> **Requirement A**
Answer these questions about the Super Rugby post below, marking each answer with the same numeral.
(i) Which team is through for Australia?
(ii) Which two players are named in the clear-out at the Canes?
(iii) Where do the Sharks have to go to beat the Bulls?

> **Document**
Wednesday, June 15, 2011

Rugby - Super Rugby gets to the 'Super Six' stage and the Junior Irish are bloodied but unbowed

Andrew Conway picture from http://bit.ly/iE3T1Z
Super Rugby




This is the final weekend of the round robin matches of Super Rugby, and it’s a close enough finish. The Reds are through for Aus, and should deservedly top the table. The Stormers should top the SA conference, and will no doubt beat an improving Cheetahs side. The Blues have a tougher task against the Highlanders than the Crusaders have against the Canes in the fight to top the NZ conference.

The Canes have sucked consistently this season, generally they intersperse periods of excellence between periods of sucking, but this season they are Mr Consistent. Interesting to see what the clear out of Nonu and Hore will bring for them in the future.

Then it’s going to be a slug fest between the Bulls and the Sharks for one of them to go through. This promises to be a typical, low scoring SA derby, high body count, lots of niggle, a snooooze fest for all except the faithful and the lovers of Greco roman style wrestling. The Sharks should have been in the driving seat going in to this match, but due to their risible performance against the Lions last week, they have to go to Pretoria to beat the Bulls to get in to the last 6 now, and I can’t see that happening.

> **Dataset excerpts**
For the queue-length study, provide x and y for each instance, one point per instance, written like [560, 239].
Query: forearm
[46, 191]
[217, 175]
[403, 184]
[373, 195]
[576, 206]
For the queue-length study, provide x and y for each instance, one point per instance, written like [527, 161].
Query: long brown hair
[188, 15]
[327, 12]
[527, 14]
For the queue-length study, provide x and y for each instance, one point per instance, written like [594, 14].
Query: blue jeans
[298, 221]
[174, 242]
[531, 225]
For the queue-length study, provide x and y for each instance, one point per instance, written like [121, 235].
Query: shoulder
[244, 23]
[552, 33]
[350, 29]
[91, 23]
* * *
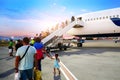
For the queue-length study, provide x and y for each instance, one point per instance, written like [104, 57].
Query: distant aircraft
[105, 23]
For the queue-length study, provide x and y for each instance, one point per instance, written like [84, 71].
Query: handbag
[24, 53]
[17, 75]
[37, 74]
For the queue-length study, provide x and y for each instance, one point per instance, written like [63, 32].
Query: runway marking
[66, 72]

> **Requirement B**
Count how many lines in the rows above contain the string "Query", treating case as significant, and reply with the number alone.

> **Task output A**
(i) The Reds
(ii) Nonu and Hore
(iii) Pretoria

> **Task output B**
7